▸ KUTIPAN TEKS
:::

Persoalan yang lain adalah keenganannya untuk dilabeli. Goenawan kembali merancukan pokok permasalahannya. Mana yang bermasalah—labelnya atau argumentasi yang bergerak ke arah label itu? Seperti juga mana yang bermasalah—banderol harga di supermarket atau relasi sosial produksi tertentu yang menjadi syarat adanya banderol harga itu? Goenawan, yang selalu berhenti dalam kesan-kesan penampakkan, mengritik segala bentuk pelabelan. Kritiknya, karena itu, menjadi spekulatif: kritik atas frase, atas suasana, atas aura dan kesan-kesan. Dan seperti dalam bahasa editorial Jurnal PROBLEM FILSAFAT edisi 10: kritik jadi tak terbedakan dari ‘kritisisme atas cuaca,’ sementara kita tahu, ‘kritik atas hari yang mendung pada akhirnya adalah penerimaan atas hari yang mendung.’ Padahal intinya bukan pada label itu sendiri, melainkan pada argumentasi yang menopang label tersebut. Menolak segala bentuk label berarti menolak berpikir sebab berpikir berarti memilah-milah ke dalam kumpulan pengertian atau definisi. Berpikir, karenanya, adalah mengambil posisi. Posisi teoretik itulah yang diringkaskan dalam suatu label. Jadi yang bermasalah bukan label itu sendiri tetapi ada/tidaknya definisi yang jelas tentang label itu.

:::

▸ BAHAN PENGERJAAN
• A. Ubahlah paragraf dalam kutipan di atas yang diawali "Persoalan yang lain adalah keenganannya" menjadi daftar poin singkat. Pertahankan fakta-fakta pokoknya.
• B. Tentukan setiap baris dalam catatan di bawah yang memuat string persis "exact", lalu salin baris-baris itu.

Entri set data:
:::

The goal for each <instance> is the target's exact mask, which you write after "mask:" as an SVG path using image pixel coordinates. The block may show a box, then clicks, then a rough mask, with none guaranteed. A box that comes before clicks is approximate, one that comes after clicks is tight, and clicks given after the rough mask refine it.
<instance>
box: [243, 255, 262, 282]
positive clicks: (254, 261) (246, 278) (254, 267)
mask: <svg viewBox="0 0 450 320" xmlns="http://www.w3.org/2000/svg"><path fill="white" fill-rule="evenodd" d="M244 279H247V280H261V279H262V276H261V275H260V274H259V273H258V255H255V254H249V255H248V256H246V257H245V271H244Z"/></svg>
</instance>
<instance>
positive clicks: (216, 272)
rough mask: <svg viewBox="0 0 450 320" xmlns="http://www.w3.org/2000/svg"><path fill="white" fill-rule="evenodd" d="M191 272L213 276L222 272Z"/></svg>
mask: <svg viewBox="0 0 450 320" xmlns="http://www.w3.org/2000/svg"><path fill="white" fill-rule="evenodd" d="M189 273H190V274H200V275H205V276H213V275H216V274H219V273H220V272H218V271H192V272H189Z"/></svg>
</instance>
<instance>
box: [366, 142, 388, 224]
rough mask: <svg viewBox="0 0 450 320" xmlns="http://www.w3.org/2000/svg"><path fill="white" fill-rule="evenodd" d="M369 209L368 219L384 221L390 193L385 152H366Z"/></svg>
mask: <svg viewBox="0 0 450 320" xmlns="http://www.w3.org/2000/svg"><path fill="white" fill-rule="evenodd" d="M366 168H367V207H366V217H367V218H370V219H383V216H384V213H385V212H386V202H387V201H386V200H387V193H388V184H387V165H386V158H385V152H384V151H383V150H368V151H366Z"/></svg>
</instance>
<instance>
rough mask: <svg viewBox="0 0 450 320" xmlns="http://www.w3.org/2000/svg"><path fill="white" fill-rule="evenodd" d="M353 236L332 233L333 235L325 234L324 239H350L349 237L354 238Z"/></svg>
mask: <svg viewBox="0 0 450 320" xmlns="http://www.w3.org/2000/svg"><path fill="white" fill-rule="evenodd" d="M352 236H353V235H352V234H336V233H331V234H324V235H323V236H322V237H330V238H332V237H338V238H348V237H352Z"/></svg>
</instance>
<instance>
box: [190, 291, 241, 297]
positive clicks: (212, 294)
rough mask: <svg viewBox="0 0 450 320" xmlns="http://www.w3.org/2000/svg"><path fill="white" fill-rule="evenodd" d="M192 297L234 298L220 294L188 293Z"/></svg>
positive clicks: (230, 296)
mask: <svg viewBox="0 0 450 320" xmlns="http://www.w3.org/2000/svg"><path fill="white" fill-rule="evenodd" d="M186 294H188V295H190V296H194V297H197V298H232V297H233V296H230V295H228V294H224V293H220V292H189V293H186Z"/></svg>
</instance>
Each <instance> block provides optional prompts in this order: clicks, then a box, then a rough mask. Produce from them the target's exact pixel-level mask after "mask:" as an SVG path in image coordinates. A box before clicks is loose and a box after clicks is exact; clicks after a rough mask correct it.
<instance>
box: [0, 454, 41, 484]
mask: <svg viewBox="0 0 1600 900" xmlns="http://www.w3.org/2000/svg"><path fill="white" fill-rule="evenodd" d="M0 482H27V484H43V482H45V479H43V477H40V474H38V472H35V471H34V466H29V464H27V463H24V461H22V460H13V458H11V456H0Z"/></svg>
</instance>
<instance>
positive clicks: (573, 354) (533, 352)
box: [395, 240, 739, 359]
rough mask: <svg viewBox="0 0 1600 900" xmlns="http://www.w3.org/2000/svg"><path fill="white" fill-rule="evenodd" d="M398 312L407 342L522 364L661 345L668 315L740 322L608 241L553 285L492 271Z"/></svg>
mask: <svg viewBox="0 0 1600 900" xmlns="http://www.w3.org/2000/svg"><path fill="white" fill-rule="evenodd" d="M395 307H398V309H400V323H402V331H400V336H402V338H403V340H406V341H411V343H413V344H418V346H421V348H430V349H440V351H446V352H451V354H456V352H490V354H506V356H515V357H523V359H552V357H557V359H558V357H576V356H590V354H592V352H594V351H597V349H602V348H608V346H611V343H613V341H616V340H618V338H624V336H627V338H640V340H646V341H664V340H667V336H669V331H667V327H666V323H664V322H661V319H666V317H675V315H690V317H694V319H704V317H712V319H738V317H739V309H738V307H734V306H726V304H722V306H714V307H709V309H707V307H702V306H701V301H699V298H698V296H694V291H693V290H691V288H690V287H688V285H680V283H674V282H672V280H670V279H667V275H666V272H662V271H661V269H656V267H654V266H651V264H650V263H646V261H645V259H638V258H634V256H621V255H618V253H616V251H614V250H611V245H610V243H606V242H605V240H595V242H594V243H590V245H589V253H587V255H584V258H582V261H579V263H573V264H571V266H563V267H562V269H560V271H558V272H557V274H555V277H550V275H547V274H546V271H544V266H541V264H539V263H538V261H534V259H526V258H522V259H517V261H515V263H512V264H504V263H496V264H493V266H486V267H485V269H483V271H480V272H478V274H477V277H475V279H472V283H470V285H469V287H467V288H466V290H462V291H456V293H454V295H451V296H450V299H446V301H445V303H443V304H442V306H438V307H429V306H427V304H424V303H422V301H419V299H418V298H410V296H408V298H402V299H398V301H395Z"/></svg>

:::

▸ JAWABAN ANDA
• A.
- Goenawan enggan dilabeli dan mengkritik segala bentuk pelabelan. Ia merancukan pokok masalahnya, yaitu apakah yang bermasalah labelnya atau argumentasi yang mengarah ke label itu.
- Karena selalu berhenti pada kesan-kesan penampakan, kritiknya menjadi spekulatif. Kritik itu hanya menyasar frase, suasana, aura, dan kesan-kesan.
- Menurut bahasa editorial Jurnal PROBLEM FILSAFAT edisi 10, kritik semacam itu tak terbedakan dari "kritisisme atas cuaca". Kritik atas hari yang mendung pada akhirnya adalah penerimaan atas hari yang mendung.
- Intinya bukan pada label itu sendiri, melainkan pada argumentasi yang menopangnya.
- Menolak segala bentuk label berarti menolak berpikir. Berpikir berarti memilah-milah ke dalam kumpulan pengertian atau definisi dan mengambil posisi. Posisi teoretik itulah yang diringkaskan dalam suatu label.
- Jadi, yang bermasalah adalah ada atau tidaknya definisi yang jelas tentang label itu.

• B.
The goal for each <instance> is the target's exact mask, which you write after "mask:" as an SVG path using image pixel coordinates. The block may show a box, then clicks, then a rough mask, with none guaranteed. A box that comes before clicks is approximate, one that comes after clicks is tight, and clicks given after the rough mask refine it.
Each <instance> block provides optional prompts in this order: clicks, then a box, then a rough mask. Produce from them the target's exact pixel-level mask after "mask:" as an SVG path in image coordinates. A box before clicks is loose and a box after clicks is exact; clicks after a rough mask correct it.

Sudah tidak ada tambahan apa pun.